### TASK PROMPT:
Edit the records below so that each occurrence of "drop a point" becomes "place a marker", keeping every other part unchanged. Omit the pictures from the edited version.

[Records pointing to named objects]
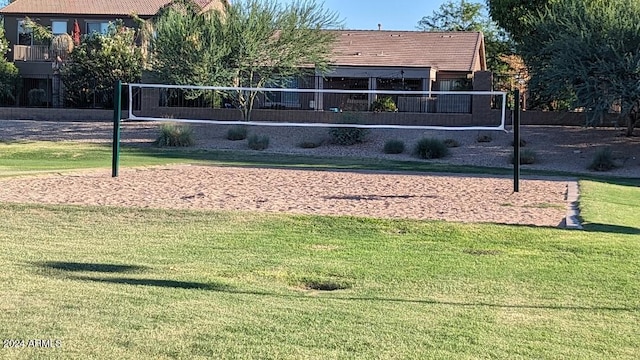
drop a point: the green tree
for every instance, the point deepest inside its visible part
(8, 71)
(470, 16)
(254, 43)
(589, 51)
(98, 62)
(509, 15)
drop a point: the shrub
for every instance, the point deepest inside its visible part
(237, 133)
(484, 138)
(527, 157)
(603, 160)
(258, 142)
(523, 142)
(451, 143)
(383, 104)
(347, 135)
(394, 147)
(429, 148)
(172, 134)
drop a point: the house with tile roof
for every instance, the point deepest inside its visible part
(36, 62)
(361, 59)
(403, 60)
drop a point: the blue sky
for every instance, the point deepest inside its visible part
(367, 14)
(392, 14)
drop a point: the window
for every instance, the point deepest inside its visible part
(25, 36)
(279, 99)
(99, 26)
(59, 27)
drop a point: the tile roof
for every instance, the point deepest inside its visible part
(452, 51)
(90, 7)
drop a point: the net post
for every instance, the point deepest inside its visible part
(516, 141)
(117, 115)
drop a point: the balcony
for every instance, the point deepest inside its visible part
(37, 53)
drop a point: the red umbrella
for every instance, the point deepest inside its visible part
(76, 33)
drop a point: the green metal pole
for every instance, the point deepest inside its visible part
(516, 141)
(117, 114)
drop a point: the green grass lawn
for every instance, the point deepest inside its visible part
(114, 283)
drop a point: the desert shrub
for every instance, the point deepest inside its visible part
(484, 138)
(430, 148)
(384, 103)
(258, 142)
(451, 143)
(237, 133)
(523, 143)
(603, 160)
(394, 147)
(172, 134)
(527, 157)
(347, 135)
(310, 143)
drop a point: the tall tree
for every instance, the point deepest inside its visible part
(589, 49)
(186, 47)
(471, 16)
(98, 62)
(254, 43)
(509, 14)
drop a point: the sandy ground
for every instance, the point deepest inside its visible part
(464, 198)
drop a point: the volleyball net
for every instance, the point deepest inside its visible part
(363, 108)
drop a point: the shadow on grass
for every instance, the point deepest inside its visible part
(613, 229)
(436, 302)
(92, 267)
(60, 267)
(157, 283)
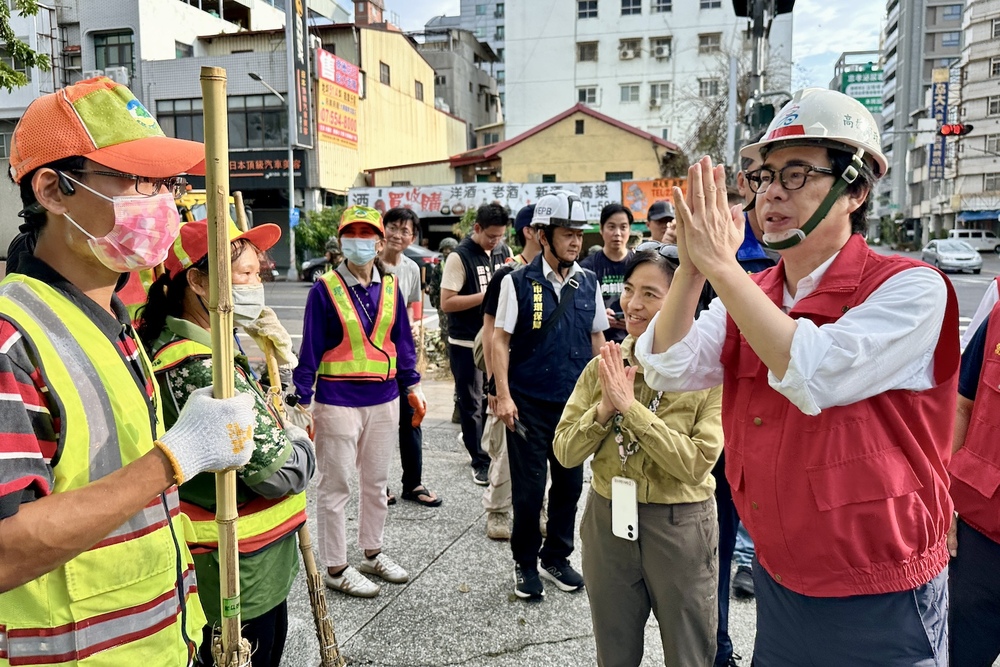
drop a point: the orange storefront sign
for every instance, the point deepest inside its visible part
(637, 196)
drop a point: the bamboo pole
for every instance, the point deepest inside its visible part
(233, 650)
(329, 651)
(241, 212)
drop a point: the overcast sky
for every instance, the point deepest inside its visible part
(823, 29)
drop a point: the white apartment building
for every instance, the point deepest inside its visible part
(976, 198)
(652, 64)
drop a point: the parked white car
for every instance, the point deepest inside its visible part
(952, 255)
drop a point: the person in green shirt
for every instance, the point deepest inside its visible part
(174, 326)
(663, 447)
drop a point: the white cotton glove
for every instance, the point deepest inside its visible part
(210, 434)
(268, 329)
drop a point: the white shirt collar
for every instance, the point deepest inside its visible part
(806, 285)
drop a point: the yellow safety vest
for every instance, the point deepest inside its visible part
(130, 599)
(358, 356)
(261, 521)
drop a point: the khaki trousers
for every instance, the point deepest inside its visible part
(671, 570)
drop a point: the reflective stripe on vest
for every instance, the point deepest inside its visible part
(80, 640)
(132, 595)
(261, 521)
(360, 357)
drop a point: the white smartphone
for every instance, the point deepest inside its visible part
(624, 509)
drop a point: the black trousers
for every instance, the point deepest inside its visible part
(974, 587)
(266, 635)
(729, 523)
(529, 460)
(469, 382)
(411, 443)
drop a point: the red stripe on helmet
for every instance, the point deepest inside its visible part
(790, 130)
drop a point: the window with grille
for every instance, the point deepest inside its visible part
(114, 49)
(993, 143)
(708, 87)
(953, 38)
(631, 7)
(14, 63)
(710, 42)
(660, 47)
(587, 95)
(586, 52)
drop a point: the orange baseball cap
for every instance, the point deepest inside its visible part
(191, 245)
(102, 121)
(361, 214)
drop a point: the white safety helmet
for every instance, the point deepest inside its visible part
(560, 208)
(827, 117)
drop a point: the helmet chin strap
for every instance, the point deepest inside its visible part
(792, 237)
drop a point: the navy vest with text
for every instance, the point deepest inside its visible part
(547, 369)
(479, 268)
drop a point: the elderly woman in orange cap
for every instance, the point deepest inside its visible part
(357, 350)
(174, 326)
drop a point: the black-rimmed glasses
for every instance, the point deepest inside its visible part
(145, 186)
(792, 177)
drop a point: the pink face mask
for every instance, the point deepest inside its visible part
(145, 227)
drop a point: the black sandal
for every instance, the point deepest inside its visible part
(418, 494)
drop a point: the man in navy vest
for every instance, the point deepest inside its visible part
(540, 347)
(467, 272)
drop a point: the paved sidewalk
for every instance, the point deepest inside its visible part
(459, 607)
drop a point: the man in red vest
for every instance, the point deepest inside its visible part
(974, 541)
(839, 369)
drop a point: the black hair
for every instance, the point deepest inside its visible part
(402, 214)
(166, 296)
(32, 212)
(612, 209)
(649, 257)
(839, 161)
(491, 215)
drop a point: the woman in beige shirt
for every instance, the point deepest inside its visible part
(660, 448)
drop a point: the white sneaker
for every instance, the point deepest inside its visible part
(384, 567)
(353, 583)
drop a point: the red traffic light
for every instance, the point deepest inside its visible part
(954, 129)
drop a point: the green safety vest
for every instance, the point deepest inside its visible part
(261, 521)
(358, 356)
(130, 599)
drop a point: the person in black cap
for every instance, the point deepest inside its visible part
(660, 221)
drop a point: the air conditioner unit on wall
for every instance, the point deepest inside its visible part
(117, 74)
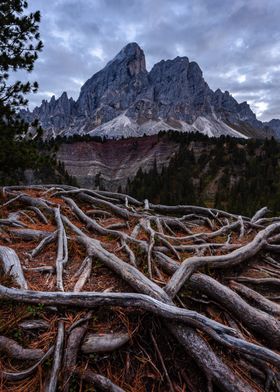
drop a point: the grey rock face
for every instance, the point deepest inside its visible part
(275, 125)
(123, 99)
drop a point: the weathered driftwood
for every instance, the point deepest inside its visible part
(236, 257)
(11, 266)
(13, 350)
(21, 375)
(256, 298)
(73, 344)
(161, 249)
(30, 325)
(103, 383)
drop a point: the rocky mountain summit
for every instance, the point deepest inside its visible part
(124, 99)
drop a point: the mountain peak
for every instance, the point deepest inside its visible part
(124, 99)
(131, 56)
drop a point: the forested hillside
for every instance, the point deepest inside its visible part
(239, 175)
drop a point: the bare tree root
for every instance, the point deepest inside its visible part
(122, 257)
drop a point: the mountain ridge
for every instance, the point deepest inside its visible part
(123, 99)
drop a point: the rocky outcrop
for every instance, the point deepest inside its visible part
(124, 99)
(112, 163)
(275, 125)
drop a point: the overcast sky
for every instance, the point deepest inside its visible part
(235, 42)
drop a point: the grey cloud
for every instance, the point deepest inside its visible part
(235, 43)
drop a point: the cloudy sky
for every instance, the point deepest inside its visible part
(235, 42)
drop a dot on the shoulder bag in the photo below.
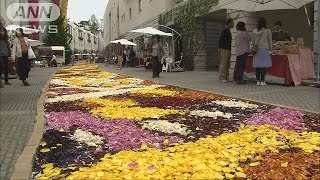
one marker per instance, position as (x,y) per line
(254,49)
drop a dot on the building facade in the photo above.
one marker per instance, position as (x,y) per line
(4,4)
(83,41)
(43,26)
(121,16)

### EXPECTED ANSWER:
place a marker: the green tree
for every instance, the point deepest inside its visible part
(8, 71)
(470, 16)
(254, 43)
(589, 51)
(98, 62)
(509, 15)
place a marker: the shrub
for every instance, the point deepest inside its visible part
(237, 133)
(484, 138)
(527, 157)
(603, 160)
(258, 142)
(523, 142)
(451, 143)
(383, 104)
(347, 135)
(394, 147)
(429, 148)
(172, 134)
place a marker: the house with tile roof
for every instance, the point deepest inside its visible part
(36, 62)
(361, 59)
(403, 60)
place a marker: the blue sky
for every instance, the point deepest inside its visible part
(367, 14)
(392, 14)
place a marker: the window
for every instance, the point deepest inside its visible part
(25, 36)
(279, 99)
(99, 26)
(59, 27)
place a marker: the tile roof
for every instance, the point deepest inside its visible part
(452, 51)
(90, 7)
place a marker: the net post
for every instance, the point deepest inside its visible part
(516, 141)
(117, 115)
place a marker: the balcony
for every instance, the point deepest inside its visible part
(37, 53)
place a marker: the red umbrella
for every instance, the point deepest inside its visible part
(76, 33)
place a marker: the green metal pole
for every instance, the point deepest inside its visible part
(516, 141)
(117, 114)
place a marker: the green grass lawn
for every instance, the point deepest inside its visible part
(114, 283)
place a marker: the desert shrub
for every instance, the point deepest inside its visible part
(484, 138)
(430, 148)
(384, 103)
(258, 142)
(451, 143)
(237, 133)
(523, 143)
(603, 160)
(394, 147)
(172, 134)
(527, 157)
(347, 135)
(310, 143)
place a marker: the tall tree
for every instance, the point deepest inside its visible part
(589, 49)
(186, 47)
(471, 16)
(98, 62)
(254, 43)
(509, 14)
place a marker: the sandy ground
for every instance, the point deepest inside its visible part
(464, 198)
place a marker: the volleyball net
for every instance, the point deepest inside its visible part
(363, 108)
place a marker: the shadow on grass
for every instance, the point deepest inside its visible part
(613, 229)
(436, 302)
(92, 267)
(60, 267)
(157, 283)
place a marker: the orange storefront sign
for every instance, the point deepest inside its visible part
(637, 196)
place a marker: the bamboo pole
for every instance, the point deepest inside its visible part
(233, 650)
(329, 651)
(241, 212)
place a marker: the overcast sky
for every instance, the point deepest inside its visible part
(823, 29)
place a marker: the white apartment building
for every instance, the point deepest inside its visible part
(976, 198)
(652, 64)
place a marker: the parked white car
for every instance, the point deepest inside its visible part
(952, 255)
place a marker: the person in green shirt
for every instance, the point deepest inside its visible part
(174, 326)
(663, 447)
place a marker: the white cotton glove
for every instance, the point deepest inside its visible part
(210, 434)
(268, 329)
place a marker: the white shirt collar
for every instance, the point deepest inside its visible part
(806, 285)
place a marker: the yellow safety vest
for every instance, the point deepest inside its visible part
(130, 599)
(358, 356)
(261, 521)
place a marker: the khaki trousers
for every instance, the point deepest inside its visible part
(671, 570)
place a marker: the reflective stripe on vest
for every instance, the point deepest inside its visible part
(80, 640)
(132, 595)
(261, 521)
(360, 357)
place a marker: the white smartphone
for every instance, the point deepest inside its visible part
(624, 509)
place a marker: the black trousers
for every instance, the point deepest inside its visible part
(974, 587)
(266, 635)
(729, 523)
(529, 460)
(469, 382)
(411, 443)
place a marker: the red stripe on helmet
for every instance, the point deepest inside its visible part
(790, 130)
place a marker: the window with grille
for every instance, the point deepest inside its visible part
(114, 49)
(993, 143)
(708, 87)
(953, 38)
(631, 7)
(14, 63)
(710, 42)
(660, 47)
(587, 95)
(586, 52)
place a marker: the orange baseball cap
for every instance, the point deepest inside its visible part
(191, 245)
(102, 121)
(361, 214)
place a marker: the white safety helmet
for every instance, the point deepest inside its visible part
(560, 208)
(827, 117)
place a marker: the helmet chin strap
for every instance, the point deepest inside its visible part
(792, 237)
place a marker: the navy vest with text
for every instance, the point deepest inside its visible part
(547, 369)
(479, 268)
place a marker: the elderly woman in orange cap
for every instance, the point deepest inside its visible part
(357, 350)
(174, 326)
place a marker: the black-rimmed glasses
for every instance, the point deepest inside its visible part
(145, 186)
(792, 177)
place a marker: the pink face mask
for every instance, the point deepest inside its visible part
(145, 227)
place a marker: the black sandal
for every instance, the point deepest inside its visible part
(418, 494)
place a marker: the man in navy vest
for every instance, the point deepest inside its visible part
(540, 347)
(467, 272)
place a marker: the paved sidewalk
for every instance, the point deepest inside its visible part
(459, 607)
place a marker: the man in red vest
for every instance, the point deepest inside its visible part
(974, 541)
(839, 369)
place a marker: the black hair
for every instance, the point deepest inside its visible part
(402, 214)
(166, 296)
(32, 212)
(612, 209)
(649, 257)
(839, 161)
(491, 215)
place a marker: the woman in beige shirt
for every instance, the point deepest inside its visible part
(660, 448)
place a marker: the white sneaker
for every instance, the point deepest inside its visible part
(384, 567)
(353, 583)
place a marker: the red traffic light
for every instance, the point deepest inside its visible part
(954, 129)
place a marker: the green safety vest
for every instance, the point deepest inside its visible part
(261, 521)
(358, 356)
(130, 599)
place a marker: the person in black cap
for every instance, the point deepest inside its visible part
(660, 221)
place a marker: the air conditioner unit on wall
for every instance, the point deepest inside its visible part
(117, 74)
place a marker: the grey rock face
for every instance, the point deepest inside its visible part
(275, 125)
(123, 99)
place a marker: the weathered driftwood
for every instance, the point deepest inside its visible part
(236, 257)
(11, 266)
(13, 350)
(21, 375)
(256, 298)
(73, 344)
(161, 249)
(30, 325)
(103, 383)
place a marker: the rocky mountain summit
for every instance, the point deepest inside its visible part
(124, 99)
place a marker: the mountain peak
for every instance, the point deepest inside its visible part
(124, 99)
(131, 56)
place a marker: the forested hillside
for every instance, the point deepest inside its visible part
(239, 175)
place a marker: the bare tree root
for every instance, the point deepest inside its visible part
(122, 257)
place a marker: the mountain ridge
for every instance, the point deepest inside its visible part
(123, 99)
place a marker: the rocky outcrop
for every instance, the point deepest inside its visible part
(124, 99)
(112, 163)
(275, 125)
place a marker: the overcast sky
for every instance, the point deepest inside its visible part
(235, 42)
place a marker: the grey cloud
for every instance, the point deepest inside its visible part
(235, 43)
place a marker: the cloudy sky
for every instance, the point deepest inside its visible part
(235, 42)
drop a dot on the shoulder bag in the photo below.
one marker per instance, position as (x,y) per line
(254,49)
drop a dot on the building facade in the photo above.
one marker per instance, position as (x,y) per line
(4,4)
(83,41)
(43,26)
(121,16)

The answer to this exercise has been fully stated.